◆ Problem to work on
Retype the rows word for word, from the very first line down to and including the line with "box: [0, 0, 134, 137]".

Collection entries

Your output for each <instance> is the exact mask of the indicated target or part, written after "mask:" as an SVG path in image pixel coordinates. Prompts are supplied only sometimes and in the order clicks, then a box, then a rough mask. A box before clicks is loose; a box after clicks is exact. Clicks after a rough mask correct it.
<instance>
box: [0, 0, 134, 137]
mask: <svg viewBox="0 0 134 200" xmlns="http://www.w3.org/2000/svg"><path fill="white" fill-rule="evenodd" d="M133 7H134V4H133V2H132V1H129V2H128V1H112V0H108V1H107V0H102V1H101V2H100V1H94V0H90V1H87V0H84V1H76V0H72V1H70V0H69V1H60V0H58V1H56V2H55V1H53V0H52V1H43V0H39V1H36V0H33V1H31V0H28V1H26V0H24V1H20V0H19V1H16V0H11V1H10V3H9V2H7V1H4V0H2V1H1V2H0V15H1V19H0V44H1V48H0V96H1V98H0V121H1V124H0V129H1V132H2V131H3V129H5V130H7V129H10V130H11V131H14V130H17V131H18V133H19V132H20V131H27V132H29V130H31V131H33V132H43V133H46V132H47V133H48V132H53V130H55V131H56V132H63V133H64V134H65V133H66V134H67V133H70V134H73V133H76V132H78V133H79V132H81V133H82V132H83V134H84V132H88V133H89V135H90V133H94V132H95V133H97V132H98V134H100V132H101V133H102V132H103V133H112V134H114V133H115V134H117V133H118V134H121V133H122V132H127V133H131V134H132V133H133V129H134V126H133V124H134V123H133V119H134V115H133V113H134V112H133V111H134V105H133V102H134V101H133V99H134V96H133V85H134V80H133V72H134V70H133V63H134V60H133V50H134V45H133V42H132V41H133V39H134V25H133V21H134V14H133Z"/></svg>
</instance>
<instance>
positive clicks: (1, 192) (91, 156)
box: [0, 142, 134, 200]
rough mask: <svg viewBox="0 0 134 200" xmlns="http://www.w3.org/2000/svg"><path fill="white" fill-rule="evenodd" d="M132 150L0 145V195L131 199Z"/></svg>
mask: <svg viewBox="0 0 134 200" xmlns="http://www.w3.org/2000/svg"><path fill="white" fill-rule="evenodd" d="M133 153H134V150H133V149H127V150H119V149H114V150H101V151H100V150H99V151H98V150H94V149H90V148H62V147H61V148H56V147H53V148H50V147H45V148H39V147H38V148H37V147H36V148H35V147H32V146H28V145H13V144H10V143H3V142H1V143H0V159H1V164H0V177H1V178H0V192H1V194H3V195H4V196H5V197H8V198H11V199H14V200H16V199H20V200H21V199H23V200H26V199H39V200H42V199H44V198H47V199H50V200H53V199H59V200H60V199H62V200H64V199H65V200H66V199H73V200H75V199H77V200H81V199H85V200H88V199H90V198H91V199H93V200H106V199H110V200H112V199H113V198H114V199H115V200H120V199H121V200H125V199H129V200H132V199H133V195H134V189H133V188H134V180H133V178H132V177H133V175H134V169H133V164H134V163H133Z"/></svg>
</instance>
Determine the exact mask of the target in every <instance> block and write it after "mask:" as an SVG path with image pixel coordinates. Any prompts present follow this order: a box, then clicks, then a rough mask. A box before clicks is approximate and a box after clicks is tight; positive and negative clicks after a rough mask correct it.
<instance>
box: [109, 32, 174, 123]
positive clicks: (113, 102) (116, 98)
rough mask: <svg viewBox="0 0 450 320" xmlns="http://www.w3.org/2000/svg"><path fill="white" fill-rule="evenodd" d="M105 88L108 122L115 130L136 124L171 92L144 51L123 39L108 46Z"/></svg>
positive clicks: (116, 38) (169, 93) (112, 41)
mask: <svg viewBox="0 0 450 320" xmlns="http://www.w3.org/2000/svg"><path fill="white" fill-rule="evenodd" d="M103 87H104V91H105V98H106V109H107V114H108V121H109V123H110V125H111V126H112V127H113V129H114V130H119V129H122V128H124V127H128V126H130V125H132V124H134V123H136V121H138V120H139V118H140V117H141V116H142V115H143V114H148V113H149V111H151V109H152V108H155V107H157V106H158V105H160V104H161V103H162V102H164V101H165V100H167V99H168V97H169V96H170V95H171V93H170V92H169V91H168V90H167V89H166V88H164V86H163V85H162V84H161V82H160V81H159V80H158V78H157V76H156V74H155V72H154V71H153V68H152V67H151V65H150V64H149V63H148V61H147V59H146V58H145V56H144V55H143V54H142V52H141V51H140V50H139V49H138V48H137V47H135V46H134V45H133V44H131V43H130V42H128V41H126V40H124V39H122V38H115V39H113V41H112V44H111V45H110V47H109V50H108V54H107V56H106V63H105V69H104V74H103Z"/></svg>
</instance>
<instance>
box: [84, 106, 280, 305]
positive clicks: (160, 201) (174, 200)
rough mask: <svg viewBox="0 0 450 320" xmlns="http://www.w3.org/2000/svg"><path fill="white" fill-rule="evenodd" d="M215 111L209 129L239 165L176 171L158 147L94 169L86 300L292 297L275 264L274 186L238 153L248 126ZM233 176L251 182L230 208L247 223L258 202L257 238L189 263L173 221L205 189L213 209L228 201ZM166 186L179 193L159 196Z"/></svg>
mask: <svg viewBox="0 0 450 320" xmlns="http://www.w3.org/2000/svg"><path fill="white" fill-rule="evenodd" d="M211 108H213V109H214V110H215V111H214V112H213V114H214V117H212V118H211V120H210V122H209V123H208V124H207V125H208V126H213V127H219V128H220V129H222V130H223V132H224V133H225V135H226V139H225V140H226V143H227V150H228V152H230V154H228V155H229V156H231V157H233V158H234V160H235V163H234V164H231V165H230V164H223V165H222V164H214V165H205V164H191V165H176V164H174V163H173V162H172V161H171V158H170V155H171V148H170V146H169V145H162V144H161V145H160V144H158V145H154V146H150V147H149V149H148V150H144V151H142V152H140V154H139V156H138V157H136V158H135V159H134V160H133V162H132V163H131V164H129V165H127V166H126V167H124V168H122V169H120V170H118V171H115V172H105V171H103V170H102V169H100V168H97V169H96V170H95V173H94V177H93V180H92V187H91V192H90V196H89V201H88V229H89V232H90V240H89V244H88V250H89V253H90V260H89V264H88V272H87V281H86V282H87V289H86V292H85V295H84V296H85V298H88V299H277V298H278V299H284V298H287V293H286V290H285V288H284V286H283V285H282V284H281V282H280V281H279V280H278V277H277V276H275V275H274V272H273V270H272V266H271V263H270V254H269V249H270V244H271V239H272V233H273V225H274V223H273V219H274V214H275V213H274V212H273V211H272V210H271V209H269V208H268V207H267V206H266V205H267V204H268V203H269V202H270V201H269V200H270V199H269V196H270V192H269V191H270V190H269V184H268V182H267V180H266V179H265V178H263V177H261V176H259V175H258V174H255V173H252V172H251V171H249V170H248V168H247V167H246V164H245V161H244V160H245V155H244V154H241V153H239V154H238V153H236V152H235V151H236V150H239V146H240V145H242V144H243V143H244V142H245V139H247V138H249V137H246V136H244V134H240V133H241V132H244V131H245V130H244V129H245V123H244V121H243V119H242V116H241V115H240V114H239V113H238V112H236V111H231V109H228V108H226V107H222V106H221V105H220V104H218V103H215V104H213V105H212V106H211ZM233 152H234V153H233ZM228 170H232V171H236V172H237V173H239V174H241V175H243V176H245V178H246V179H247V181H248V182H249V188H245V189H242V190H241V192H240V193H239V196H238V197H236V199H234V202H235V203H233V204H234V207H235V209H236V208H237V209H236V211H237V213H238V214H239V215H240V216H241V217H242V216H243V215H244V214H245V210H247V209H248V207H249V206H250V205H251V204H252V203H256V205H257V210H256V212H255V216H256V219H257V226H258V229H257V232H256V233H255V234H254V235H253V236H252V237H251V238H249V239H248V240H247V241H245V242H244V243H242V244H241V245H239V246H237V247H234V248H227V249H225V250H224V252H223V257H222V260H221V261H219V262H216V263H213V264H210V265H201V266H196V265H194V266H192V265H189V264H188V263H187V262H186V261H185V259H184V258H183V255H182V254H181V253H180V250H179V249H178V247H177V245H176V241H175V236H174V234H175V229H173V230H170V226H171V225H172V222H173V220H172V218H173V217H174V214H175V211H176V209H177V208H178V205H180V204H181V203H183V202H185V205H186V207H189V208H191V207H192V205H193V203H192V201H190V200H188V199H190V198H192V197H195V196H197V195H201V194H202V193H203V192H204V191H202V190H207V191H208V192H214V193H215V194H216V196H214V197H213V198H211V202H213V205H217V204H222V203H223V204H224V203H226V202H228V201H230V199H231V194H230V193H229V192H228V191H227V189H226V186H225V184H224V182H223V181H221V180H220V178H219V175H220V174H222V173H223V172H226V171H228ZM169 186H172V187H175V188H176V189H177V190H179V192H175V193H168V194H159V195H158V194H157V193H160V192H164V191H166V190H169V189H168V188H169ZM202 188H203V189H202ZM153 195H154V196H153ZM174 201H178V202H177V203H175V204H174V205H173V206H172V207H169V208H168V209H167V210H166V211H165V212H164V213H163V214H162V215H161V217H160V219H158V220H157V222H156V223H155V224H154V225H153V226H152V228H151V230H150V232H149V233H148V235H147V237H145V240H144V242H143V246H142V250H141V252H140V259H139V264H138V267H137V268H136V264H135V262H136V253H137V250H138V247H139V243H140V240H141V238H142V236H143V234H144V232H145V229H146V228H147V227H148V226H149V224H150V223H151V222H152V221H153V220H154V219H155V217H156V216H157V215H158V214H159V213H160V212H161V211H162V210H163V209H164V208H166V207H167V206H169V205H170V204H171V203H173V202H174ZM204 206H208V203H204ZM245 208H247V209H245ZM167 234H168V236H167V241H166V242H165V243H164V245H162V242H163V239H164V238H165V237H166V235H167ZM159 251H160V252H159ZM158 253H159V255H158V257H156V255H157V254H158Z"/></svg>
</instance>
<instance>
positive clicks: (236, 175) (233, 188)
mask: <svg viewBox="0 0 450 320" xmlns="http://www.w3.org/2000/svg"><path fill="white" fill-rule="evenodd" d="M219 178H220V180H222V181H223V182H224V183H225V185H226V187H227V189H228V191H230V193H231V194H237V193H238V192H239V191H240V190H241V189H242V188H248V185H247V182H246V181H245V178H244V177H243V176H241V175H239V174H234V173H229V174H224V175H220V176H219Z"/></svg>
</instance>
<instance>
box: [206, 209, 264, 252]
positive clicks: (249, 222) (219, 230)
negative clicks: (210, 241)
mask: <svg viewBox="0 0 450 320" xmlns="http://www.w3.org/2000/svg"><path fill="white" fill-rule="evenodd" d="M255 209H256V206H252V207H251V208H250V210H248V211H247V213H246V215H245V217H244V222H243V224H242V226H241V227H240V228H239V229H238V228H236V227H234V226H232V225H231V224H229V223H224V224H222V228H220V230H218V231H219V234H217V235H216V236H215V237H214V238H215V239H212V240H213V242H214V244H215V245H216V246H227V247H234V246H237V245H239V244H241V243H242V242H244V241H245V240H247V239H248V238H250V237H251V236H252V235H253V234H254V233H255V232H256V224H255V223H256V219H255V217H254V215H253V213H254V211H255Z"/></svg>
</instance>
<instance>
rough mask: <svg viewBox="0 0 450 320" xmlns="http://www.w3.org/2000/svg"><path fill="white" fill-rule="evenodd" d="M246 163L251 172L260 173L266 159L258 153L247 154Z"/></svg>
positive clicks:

◆ Problem solution
Your output for each <instance> is the exact mask of the indicated target or part, written after "mask:" as an SVG path in image pixel coordinates. Prompts are supplied only sometimes and in the order clicks, then a box, then a rough mask. A box before clicks is loose; a box after clicks is exact. Clicks after a rough mask correct it.
<instance>
box: [0, 0, 134, 137]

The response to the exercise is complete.